**Requirement 1**
Please update the dedications text: begin at the words "Spike Lee dedicated" and stop after "For the Record.". Replace "1989 film" with "1989 movie".
**Requirement 2**
In one to three sentences, explain to whom the dedications text says Spike Lee dedicated Do the Right Thing.
**Requirement 3**
Translate this sentence from the dedications text into Spanish: "Audre Lorde dedicated a poem to the memory of Eleanor Bumpers titled For the Record."

**Extract**
Spike Lee dedicated the 1989 film Do the Right Thing to the families of Eleanor Bumpurs and other victims.

Audre Lorde dedicated a poem to the memory of Eleanor Bumpers titled For the Record.

**Available data**
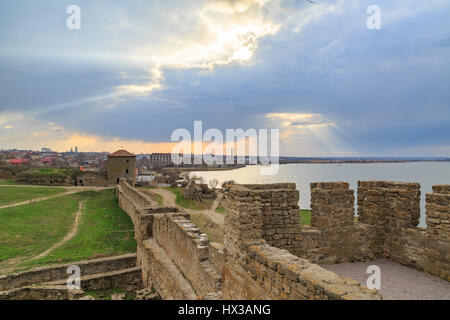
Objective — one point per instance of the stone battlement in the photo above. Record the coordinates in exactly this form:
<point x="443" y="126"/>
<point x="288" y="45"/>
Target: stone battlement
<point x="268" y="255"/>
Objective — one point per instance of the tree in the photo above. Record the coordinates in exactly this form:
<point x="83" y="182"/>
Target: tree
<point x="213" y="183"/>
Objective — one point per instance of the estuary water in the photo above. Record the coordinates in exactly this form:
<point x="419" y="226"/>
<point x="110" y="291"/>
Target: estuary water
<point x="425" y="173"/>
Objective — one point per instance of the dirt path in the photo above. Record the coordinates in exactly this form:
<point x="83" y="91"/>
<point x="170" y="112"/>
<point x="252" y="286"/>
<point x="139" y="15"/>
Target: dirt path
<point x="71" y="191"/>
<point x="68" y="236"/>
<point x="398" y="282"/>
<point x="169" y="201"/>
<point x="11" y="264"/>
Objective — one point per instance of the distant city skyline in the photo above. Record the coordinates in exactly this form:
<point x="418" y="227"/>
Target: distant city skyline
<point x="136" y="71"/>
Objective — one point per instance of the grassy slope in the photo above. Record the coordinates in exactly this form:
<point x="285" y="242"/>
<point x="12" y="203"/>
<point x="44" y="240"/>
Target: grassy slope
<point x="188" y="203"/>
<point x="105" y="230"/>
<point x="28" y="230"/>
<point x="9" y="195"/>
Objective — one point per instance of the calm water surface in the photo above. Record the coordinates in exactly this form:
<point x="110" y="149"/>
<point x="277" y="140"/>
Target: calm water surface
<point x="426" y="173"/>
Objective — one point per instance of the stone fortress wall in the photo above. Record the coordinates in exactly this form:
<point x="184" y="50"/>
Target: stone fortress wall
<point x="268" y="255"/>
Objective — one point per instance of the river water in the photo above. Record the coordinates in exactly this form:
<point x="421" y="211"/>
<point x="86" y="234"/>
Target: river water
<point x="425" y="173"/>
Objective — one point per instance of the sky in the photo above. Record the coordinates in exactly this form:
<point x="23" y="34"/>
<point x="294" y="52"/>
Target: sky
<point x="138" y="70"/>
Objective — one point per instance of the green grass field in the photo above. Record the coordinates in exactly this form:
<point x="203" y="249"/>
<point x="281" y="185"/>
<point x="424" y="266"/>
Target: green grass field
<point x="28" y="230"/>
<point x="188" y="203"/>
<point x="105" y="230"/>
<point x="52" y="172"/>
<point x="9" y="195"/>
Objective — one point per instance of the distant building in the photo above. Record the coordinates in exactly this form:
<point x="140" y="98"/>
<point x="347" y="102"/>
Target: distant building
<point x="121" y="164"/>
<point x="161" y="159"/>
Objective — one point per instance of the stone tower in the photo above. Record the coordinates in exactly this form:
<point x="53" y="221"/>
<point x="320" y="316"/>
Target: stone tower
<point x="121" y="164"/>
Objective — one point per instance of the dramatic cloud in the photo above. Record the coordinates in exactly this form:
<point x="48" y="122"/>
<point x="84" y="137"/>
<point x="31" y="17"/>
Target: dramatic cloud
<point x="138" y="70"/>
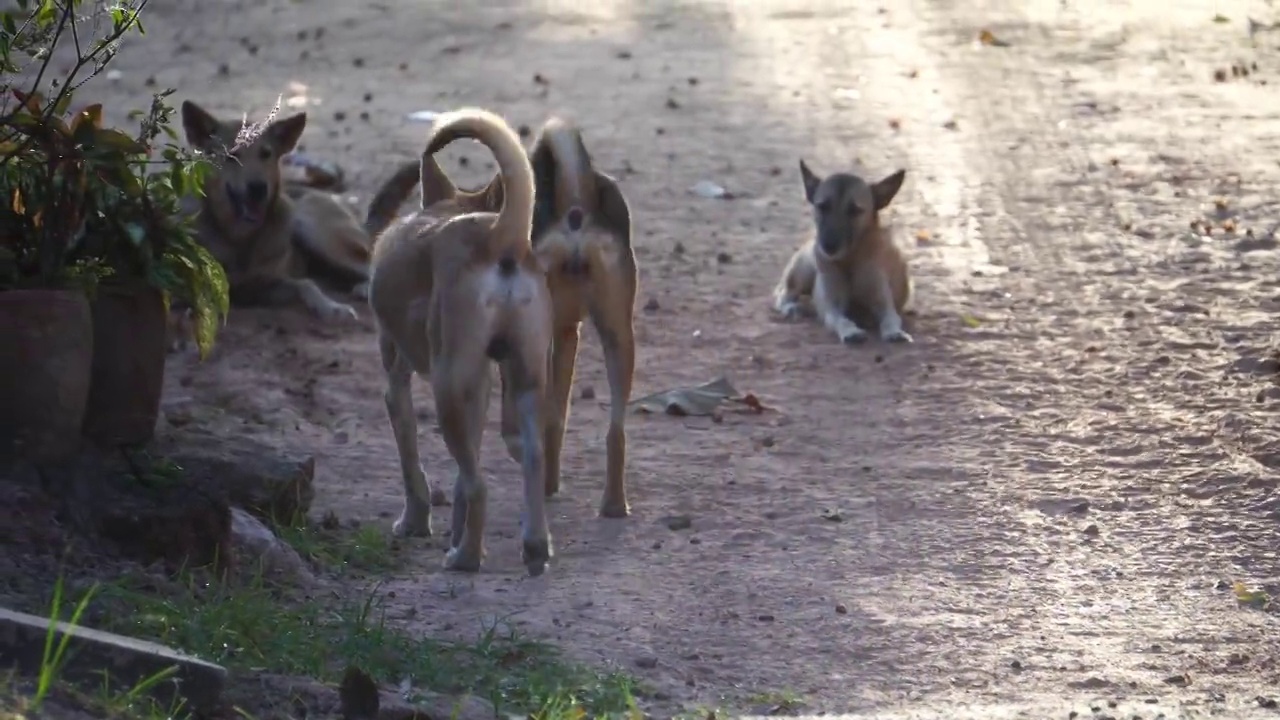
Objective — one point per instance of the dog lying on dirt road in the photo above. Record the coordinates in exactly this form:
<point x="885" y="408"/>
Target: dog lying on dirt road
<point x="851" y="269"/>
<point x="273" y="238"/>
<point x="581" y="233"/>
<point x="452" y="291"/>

**Exercise output 1**
Spike Lee dedicated the 1989 movie Do the Right Thing to the families of Eleanor Bumpurs and other victims.

Audre Lorde dedicated a poem to the memory of Eleanor Bumpers titled For the Record.

**Exercise output 2**
Spike Lee dedicated the 1989 film Do the Right Thing to the families of Eleanor Bumpurs and other victims.

**Exercise output 3**
Audre Lorde dedicó a la memoria de Eleanor Bumpers un poema titulado For the Record.